▶ _Requirements_: Please reproduce every line of the listing below character for character, changing nothing.
⟨
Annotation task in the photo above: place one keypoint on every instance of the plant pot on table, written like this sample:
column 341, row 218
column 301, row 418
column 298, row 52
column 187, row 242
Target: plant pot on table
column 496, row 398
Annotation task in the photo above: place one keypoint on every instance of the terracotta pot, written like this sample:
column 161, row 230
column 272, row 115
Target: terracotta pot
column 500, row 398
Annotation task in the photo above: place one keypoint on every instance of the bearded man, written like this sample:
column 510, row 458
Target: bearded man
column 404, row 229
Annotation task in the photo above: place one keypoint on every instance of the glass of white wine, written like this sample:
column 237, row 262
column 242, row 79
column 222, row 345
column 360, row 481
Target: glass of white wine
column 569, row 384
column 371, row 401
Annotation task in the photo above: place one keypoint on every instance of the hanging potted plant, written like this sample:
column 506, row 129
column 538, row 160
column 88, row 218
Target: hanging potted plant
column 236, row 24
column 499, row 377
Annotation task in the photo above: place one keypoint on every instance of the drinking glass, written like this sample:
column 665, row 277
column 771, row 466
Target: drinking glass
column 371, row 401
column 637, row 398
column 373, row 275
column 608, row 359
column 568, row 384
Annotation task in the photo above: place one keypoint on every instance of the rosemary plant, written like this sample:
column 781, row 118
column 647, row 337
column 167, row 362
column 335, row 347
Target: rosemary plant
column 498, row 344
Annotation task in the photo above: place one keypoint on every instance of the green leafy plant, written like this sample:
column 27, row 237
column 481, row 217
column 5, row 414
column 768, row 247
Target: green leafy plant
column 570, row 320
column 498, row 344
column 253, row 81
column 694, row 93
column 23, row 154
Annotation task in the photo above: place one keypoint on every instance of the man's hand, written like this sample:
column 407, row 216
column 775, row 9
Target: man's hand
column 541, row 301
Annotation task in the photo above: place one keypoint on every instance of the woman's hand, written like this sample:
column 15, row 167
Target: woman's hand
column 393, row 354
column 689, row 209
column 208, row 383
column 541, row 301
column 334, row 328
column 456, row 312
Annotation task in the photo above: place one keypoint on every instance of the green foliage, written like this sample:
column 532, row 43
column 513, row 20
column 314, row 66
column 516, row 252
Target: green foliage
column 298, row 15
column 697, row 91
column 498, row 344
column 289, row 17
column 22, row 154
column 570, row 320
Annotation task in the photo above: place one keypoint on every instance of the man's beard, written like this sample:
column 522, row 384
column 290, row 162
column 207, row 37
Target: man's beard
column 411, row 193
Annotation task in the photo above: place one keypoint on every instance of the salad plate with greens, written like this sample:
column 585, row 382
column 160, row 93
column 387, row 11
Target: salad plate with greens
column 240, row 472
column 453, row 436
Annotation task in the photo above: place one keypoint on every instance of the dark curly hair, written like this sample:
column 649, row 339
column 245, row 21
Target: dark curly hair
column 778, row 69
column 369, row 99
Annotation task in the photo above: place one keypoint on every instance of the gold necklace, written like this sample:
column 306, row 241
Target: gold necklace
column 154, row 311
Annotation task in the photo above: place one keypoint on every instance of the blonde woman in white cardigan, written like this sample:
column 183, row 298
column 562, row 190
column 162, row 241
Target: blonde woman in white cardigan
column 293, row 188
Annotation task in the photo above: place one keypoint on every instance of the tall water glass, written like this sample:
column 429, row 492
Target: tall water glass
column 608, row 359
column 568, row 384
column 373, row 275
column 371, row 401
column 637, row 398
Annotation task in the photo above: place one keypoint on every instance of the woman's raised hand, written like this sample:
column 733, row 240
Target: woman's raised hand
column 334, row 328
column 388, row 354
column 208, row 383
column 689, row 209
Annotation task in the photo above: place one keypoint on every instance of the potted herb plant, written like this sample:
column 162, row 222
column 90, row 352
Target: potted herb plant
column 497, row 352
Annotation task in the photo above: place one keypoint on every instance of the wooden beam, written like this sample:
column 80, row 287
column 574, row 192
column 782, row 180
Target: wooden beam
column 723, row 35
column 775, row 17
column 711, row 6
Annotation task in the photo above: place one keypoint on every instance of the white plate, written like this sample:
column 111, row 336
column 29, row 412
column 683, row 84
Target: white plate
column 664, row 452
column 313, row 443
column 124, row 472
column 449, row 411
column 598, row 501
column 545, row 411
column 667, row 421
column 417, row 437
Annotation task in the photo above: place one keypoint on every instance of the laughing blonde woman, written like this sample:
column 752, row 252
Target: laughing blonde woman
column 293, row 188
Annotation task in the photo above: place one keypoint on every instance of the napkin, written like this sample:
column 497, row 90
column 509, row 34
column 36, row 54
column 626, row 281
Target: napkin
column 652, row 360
⟩
▶ _Written response_:
Annotation task in the photo above: place one keypoint on every instance of the plant pot on table, written like this sample:
column 341, row 218
column 301, row 418
column 298, row 52
column 187, row 242
Target: plant pot on table
column 496, row 398
Annotation task in the photo above: place one keypoint on every instance of the terracotta pot, written like this sample:
column 161, row 230
column 272, row 115
Target: terracotta pot
column 500, row 398
Annotation task in the photo above: place one keypoint on every instance of the bearded man, written like this sample:
column 510, row 458
Target: bearded man
column 404, row 229
Annotation task in the photo above: place one keypoint on every instance of the glass of white wine, written like this sample:
column 237, row 262
column 242, row 79
column 222, row 345
column 360, row 481
Target: glass of white wine
column 569, row 384
column 371, row 401
Annotation task in the photo above: place one keypoint on every instance of the hanging potted plant, written like this sample:
column 506, row 129
column 538, row 160
column 88, row 218
Target: hanging potted plant
column 236, row 24
column 499, row 377
Annotation task in the photo above: place one keypoint on every instance of the drinking glass, written like this sample:
column 665, row 277
column 771, row 466
Target: drinking glass
column 371, row 401
column 637, row 398
column 373, row 275
column 608, row 359
column 568, row 384
Annotation task in the photo above: place one keypoint on every instance of the rosemary plant, written like this sample:
column 781, row 118
column 647, row 337
column 167, row 362
column 335, row 347
Target: rosemary plant
column 498, row 344
Annotation task in the photo above: place one keypoint on every instance of the green leafy plant, written like this sample:
column 27, row 237
column 481, row 217
column 5, row 414
column 768, row 247
Target: green leafy plant
column 570, row 320
column 498, row 344
column 253, row 81
column 694, row 93
column 23, row 154
Annotation task in the photo above: place one keypoint on every instance of the man's hand, written like this sample:
column 407, row 216
column 775, row 9
Target: man's hand
column 541, row 301
Annotation task in the photo above: place one keypoint on every instance of the woman's hand, written like this sample:
column 15, row 167
Target: woman's hand
column 393, row 354
column 689, row 209
column 208, row 383
column 541, row 301
column 334, row 328
column 456, row 312
Annotation task in the photo above: place one keypoint on every instance of the green foliage, written like this sample:
column 532, row 43
column 513, row 20
column 314, row 66
column 516, row 252
Target: green foliage
column 298, row 15
column 697, row 91
column 498, row 344
column 289, row 17
column 22, row 154
column 570, row 320
Annotation task in the photo above: place one keypoint on every instance of the man's beard, written like this sample:
column 522, row 384
column 290, row 162
column 207, row 37
Target: man's beard
column 411, row 193
Annotation task in the photo above: place one keypoint on every instance of the salad plate with greens, written like this sample:
column 585, row 382
column 160, row 93
column 387, row 11
Target: salad plate with greens
column 240, row 472
column 453, row 436
Annotation task in the photo above: place one keypoint on every instance of the dark curly hair, written like this sample:
column 649, row 339
column 245, row 21
Target: dark curly hair
column 778, row 69
column 369, row 99
Annotation task in the photo above: place one keypoint on every instance of the gold necklace, written like this sample:
column 306, row 241
Target: gold necklace
column 154, row 311
Annotation task in the photo above: place one keypoint on every instance of the blonde woman in white cardigan, written like this sample:
column 183, row 298
column 562, row 190
column 162, row 241
Target: blonde woman in white cardigan
column 293, row 188
Annotation task in the photo above: place one keypoint on every instance of the tall water glass, written like this sample:
column 429, row 492
Target: tall water glass
column 608, row 359
column 568, row 384
column 373, row 275
column 371, row 401
column 637, row 398
Annotation task in the photo above: place one keypoint on every instance of the woman's raised hand, written like this sample:
column 733, row 240
Target: woman's raised hand
column 334, row 328
column 388, row 354
column 208, row 383
column 689, row 209
Annotation task in the photo above: place one keypoint on every instance of the potted herb plant, written like this sample:
column 162, row 222
column 90, row 352
Target: potted herb plant
column 497, row 352
Annotation task in the photo above: place one keypoint on every instance of the wooden beam, written like this sample:
column 80, row 287
column 574, row 192
column 782, row 180
Target: wooden beam
column 723, row 35
column 775, row 17
column 711, row 6
Annotation task in the photo above: place one keypoint on every instance of the white plate, written like this sample:
column 111, row 336
column 29, row 412
column 683, row 84
Target: white plate
column 664, row 452
column 313, row 443
column 124, row 472
column 449, row 411
column 598, row 501
column 545, row 411
column 667, row 421
column 417, row 437
Annotation task in the photo above: place one keypoint on every instance of the laughing blonde woman, written like this sample:
column 752, row 252
Target: laughing blonde woman
column 293, row 188
Annotation task in the photo above: place one keypoint on every instance of the napkin, written like this sample:
column 497, row 90
column 509, row 34
column 36, row 54
column 626, row 281
Target: napkin
column 652, row 360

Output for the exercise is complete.